• _Brief_
Transcribe all of the material below word for word, omitting the pictures.

• _Exercise input_
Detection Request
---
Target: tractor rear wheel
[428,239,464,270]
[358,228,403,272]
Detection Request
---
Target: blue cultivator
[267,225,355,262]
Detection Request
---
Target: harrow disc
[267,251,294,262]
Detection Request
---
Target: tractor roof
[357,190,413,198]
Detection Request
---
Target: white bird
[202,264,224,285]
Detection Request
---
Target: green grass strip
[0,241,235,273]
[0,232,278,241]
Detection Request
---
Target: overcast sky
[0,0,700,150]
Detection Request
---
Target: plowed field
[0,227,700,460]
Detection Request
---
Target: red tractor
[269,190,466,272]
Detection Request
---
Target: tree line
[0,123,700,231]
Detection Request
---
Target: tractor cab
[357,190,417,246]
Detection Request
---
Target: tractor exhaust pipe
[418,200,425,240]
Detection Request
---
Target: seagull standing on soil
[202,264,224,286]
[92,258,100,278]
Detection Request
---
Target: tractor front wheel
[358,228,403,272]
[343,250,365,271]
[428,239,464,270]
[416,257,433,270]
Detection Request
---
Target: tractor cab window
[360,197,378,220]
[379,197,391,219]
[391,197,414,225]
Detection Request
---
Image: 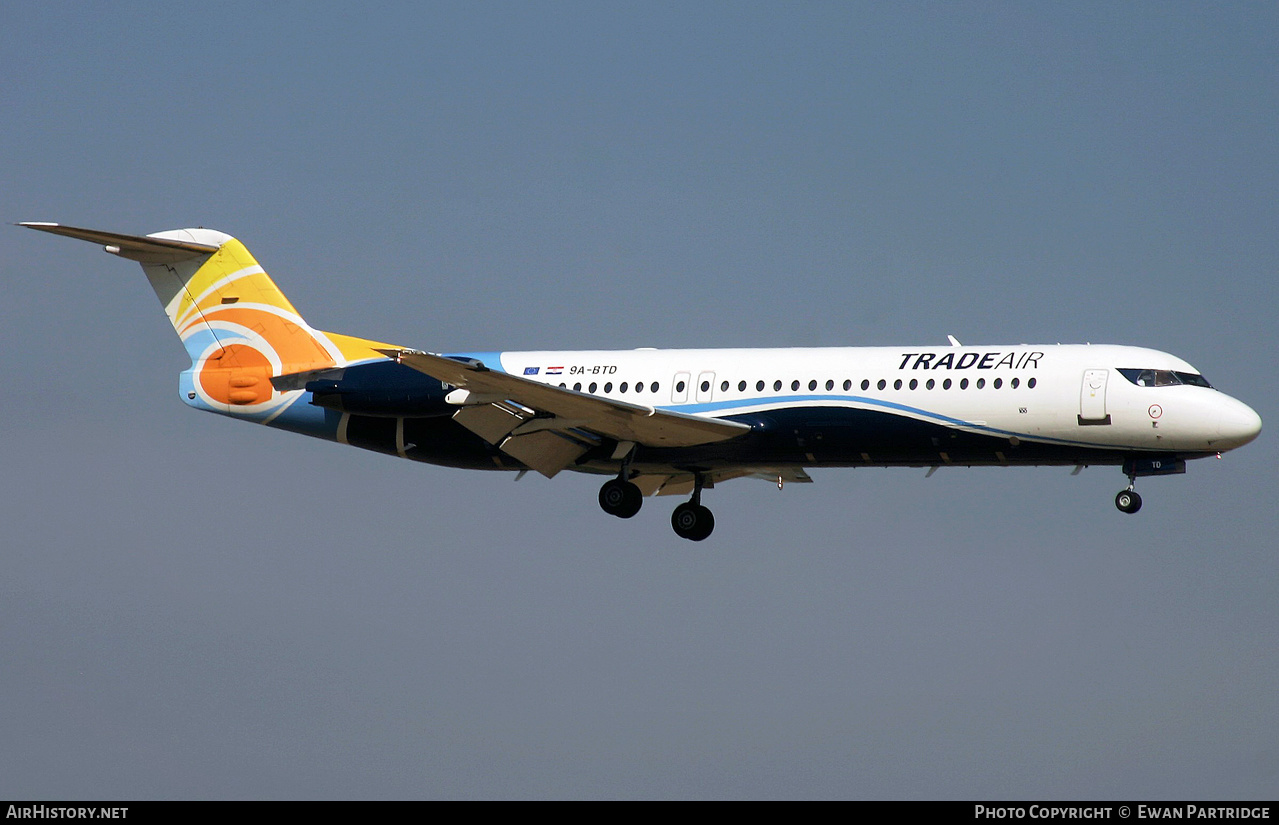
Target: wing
[379,349,751,478]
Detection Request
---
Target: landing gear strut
[1115,475,1141,515]
[600,444,643,518]
[670,473,715,541]
[1115,487,1141,515]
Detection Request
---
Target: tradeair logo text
[897,352,1044,370]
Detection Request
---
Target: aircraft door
[670,372,692,404]
[697,372,715,404]
[1079,370,1110,426]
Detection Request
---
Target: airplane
[19,221,1261,541]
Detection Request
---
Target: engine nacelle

• _Written answer_
Detection Request
---
Target: tractor rear wheel
[428,239,464,270]
[358,228,403,272]
Detection Request
---
Target: blue cultivator
[267,225,355,262]
Detection Request
---
Target: harrow disc
[267,251,294,262]
Detection Request
---
Target: tractor roof
[357,190,413,198]
Detection Request
---
Target: white bird
[202,264,224,285]
Detection Request
---
Target: green grass strip
[0,241,235,273]
[0,232,278,241]
Detection Request
---
Target: overcast sky
[0,0,700,150]
Detection Request
---
Target: plowed field
[0,227,700,460]
Detection Request
---
Target: red tractor
[269,190,466,272]
Detection Request
---
Target: tree line
[0,123,700,231]
Detection Request
---
Target: tractor cab
[357,190,417,246]
Detection Request
---
Target: tractor exhaust pipe
[418,200,425,240]
Detection Request
---
Target: seagull standing on soil
[202,264,224,286]
[92,258,100,278]
Detection Request
---
Target: tractor front wheel
[358,228,403,272]
[343,250,365,271]
[428,239,464,270]
[416,257,433,270]
Detection Request
---
Target: tractor cab window
[360,197,378,220]
[379,197,391,219]
[391,197,414,225]
Detection Request
---
Image: 
Target: wing
[379,349,751,478]
Detection Request
---
Target: landing gear strut
[1115,475,1141,515]
[600,444,643,518]
[670,473,715,541]
[1115,487,1141,515]
Detection Request
---
Target: tradeair logo text
[897,352,1044,370]
Detection Request
---
Target: aircraft door
[670,372,692,404]
[697,372,715,404]
[1079,370,1110,426]
Detection Request
---
Target: airplane
[19,221,1261,541]
Detection Request
---
Target: engine nacelle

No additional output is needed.